Can you reproduce, word for word, the material from the line with "Target = pink sneaker" through the line with "x=279 y=409", including both of those lines?

╔══

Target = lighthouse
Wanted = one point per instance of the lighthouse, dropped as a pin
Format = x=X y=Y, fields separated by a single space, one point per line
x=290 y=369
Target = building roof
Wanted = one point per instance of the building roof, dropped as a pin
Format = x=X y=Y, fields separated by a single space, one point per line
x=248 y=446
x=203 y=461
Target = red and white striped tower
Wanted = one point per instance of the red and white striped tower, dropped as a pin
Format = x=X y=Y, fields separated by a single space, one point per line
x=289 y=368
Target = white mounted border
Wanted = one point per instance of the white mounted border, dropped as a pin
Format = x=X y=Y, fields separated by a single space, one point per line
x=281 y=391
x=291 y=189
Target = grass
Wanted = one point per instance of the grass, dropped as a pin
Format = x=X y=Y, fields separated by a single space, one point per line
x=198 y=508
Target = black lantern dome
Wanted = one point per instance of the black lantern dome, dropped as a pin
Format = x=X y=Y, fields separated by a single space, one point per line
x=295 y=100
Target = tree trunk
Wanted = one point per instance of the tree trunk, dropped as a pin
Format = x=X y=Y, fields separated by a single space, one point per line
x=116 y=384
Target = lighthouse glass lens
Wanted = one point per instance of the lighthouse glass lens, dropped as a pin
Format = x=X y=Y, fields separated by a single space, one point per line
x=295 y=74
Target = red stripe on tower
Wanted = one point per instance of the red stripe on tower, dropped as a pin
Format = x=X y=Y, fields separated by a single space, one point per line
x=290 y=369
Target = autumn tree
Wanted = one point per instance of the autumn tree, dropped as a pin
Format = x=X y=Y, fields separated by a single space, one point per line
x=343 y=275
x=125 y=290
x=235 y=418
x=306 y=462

╚══
╔══

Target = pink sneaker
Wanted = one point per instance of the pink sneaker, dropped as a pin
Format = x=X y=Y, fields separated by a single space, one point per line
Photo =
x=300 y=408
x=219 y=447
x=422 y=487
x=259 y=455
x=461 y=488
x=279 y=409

╚══

**Reply to the exercise:**
Target = pink sneaker
Wanted = one point per instance of the pink sneaker, dropped as a pin
Format = x=X y=Y, fields separated by a single space, one point per line
Photo =
x=300 y=408
x=219 y=447
x=422 y=487
x=259 y=455
x=461 y=488
x=279 y=409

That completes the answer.